Count the lines of the items below that contain the string "clicks". Reply with the number alone.

Input material =>
·····

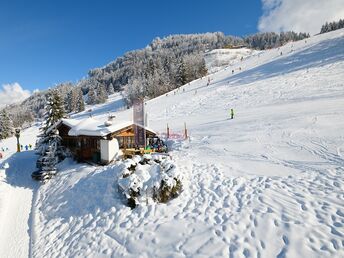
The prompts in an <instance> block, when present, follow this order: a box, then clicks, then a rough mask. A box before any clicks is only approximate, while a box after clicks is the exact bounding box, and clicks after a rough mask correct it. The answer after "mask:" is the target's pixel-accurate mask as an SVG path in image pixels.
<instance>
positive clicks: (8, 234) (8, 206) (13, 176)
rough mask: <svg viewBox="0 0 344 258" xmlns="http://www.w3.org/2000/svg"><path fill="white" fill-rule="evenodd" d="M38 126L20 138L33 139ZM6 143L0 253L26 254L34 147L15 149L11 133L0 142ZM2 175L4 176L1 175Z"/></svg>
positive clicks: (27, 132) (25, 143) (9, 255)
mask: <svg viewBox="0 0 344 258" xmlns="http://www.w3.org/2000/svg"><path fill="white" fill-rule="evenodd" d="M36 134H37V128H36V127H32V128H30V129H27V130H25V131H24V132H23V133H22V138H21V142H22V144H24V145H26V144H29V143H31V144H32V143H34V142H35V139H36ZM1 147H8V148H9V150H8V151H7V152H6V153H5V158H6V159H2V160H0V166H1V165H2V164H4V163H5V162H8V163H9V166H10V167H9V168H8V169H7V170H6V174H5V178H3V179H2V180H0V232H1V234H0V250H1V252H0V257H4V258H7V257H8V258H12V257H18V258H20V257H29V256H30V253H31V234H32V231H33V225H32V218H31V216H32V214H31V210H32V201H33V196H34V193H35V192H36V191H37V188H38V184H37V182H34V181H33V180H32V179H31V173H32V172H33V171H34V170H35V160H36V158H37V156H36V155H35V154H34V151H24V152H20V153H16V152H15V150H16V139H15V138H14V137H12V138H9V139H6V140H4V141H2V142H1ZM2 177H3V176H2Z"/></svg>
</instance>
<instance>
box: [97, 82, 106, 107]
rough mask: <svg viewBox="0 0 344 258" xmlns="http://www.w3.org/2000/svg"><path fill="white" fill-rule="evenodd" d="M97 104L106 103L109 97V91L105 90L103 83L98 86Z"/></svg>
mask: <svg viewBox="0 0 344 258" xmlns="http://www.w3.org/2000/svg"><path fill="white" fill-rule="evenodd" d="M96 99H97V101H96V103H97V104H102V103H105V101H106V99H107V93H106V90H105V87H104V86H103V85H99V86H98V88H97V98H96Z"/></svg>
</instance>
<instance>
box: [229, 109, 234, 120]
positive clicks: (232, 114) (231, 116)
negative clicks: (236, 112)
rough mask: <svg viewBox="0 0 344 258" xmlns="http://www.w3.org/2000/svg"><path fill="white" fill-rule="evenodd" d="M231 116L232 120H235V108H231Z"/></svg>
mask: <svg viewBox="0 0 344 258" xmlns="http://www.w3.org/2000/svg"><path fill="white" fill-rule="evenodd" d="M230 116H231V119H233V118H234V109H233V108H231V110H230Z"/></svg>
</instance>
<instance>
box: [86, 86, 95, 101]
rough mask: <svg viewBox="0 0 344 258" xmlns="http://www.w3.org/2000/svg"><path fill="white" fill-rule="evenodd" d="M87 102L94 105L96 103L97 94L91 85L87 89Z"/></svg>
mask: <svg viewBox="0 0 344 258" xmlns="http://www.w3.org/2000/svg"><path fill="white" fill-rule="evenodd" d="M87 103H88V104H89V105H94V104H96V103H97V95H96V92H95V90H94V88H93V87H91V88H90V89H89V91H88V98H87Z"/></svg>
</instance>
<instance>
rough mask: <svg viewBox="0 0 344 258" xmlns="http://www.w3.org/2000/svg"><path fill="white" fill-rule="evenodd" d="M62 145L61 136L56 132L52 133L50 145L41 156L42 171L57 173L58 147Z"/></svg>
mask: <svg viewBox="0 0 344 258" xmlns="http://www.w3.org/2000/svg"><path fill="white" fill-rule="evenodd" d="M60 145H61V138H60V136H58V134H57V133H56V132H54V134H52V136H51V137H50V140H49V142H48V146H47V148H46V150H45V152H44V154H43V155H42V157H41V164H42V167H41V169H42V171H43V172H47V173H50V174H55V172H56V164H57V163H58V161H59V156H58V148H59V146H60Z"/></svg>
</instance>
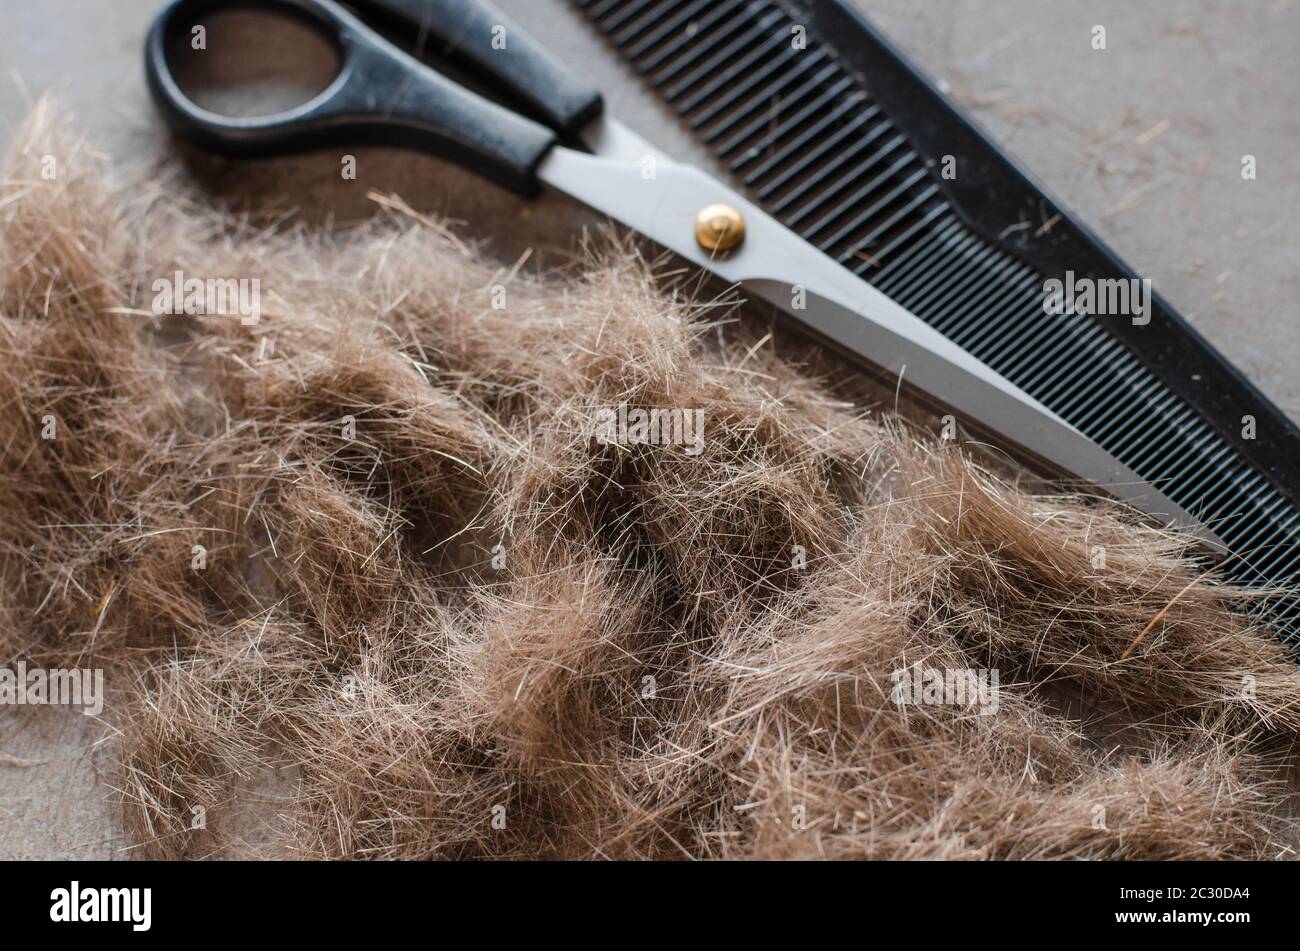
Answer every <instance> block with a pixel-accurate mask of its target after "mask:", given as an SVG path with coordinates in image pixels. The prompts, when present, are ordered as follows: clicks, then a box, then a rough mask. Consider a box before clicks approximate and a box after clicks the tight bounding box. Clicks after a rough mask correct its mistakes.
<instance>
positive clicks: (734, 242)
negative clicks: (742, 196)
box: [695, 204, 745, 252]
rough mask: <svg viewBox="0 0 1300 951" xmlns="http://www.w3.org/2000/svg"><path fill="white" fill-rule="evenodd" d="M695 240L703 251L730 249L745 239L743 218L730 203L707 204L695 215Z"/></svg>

·····

Task result => 8